◆ 作業指示 ◆
#1 原文のうち、「太宰治昭和十七年『文芸』十月号に発表も、」から「しんみりした口調で言ったことに対する節子の言葉だ。」までを、両端の語句も含めてそのまま書き写してください。
#2 原文によると、『花火』は戦後に小説集『薄明』に収められた際、何という題に改められましたか。

◆ 原文 ◆
┌──
花火 若者のすべて

花火

花火

ドンッ、
重低音がノイキャンのイヤホンの向こうなのに身体に響いてくる。

どうやら、
今日も近くで花火が打ち上げられているみたいだ。

電車を降りて駅の改札を抜けると、
歩道に立ち止まって夜空を見上げている人たちが居る。

一緒になってその方向を見ると、
確かに夜空に花がいくつも咲いている。

太宰治 – 花火

兄さんが死んだので、
私たちは幸福になりました。

―太宰治、花火(日の出前)

ふと、
ある言葉が浮かんでくる。

太宰治昭和十七年『文芸』十月号に発表も、
当局によって全面削除された『花火』の最後に出てくる節子の言葉だ。

戦後、
小説集『薄明』所収の際に『日の出前』と改題されている。

世界の文学にも未だかつて出現したことがなかった程の新しい言葉、
作者が読者にお伝えしたかった一少女の不思議な言葉として書かれている。

これは検事がおわかれに際して、
しんみりした口調で言ったことに対する節子の言葉だ。

それではお大事に。
悪い兄さんでも、
あんな死にかたをしたとなると、
やっぱり肉親の情だ、
君も悲しいだろうが、
元気を出して。

それに対して、
いいえと少女は眼を挙げて答えたのが最後の一節。

兄さんが死んだので、
私たちは幸福になりました。

彼女の言葉は、
どういう意味なんだろう?

そのまま捉えれば、
やっと兄から解放されたということなのかもしれない。

でも、
本当はこんな兄だったはずなのにと思っている兄を取り戻すことができたからとも捉えられる。

それを邪魔していた邪悪な兄はもういなくなって、
自分たちの本当の兄を思うことができると。

それは、
兄自身もそうなのかもしれない。

邪悪にならざる終えなかった自分が死んだことで、
周りに本当の自分を残せたんだと。
└──
◆ 提供データ ◆
┌──
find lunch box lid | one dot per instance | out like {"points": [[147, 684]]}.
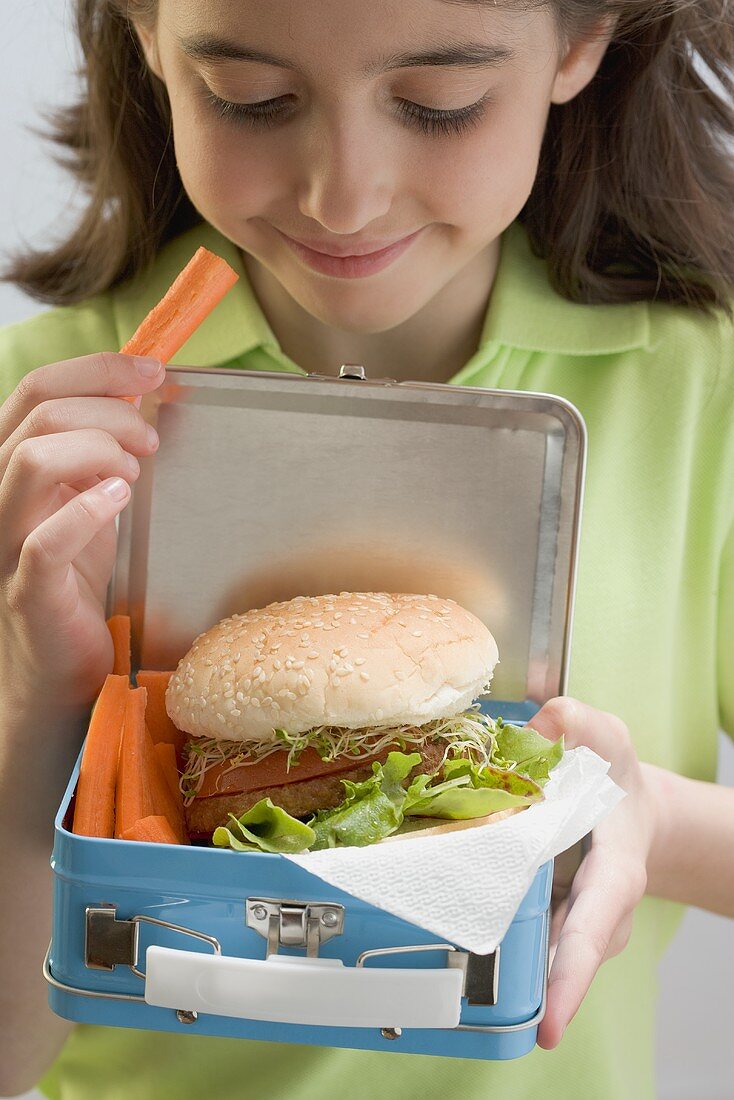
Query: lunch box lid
{"points": [[271, 485]]}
└──
◆ 回答一覧 ◆
#1
太宰治昭和十七年『文芸』十月号に発表も、
当局によって全面削除された『花火』の最後に出てくる節子の言葉だ。

戦後、
小説集『薄明』所収の際に『日の出前』と改題されている。

世界の文学にも未だかつて出現したことがなかった程の新しい言葉、
作者が読者にお伝えしたかった一少女の不思議な言葉として書かれている。

これは検事がおわかれに際して、
しんみりした口調で言ったことに対する節子の言葉だ。

#2 『日の出前』という題に改められました。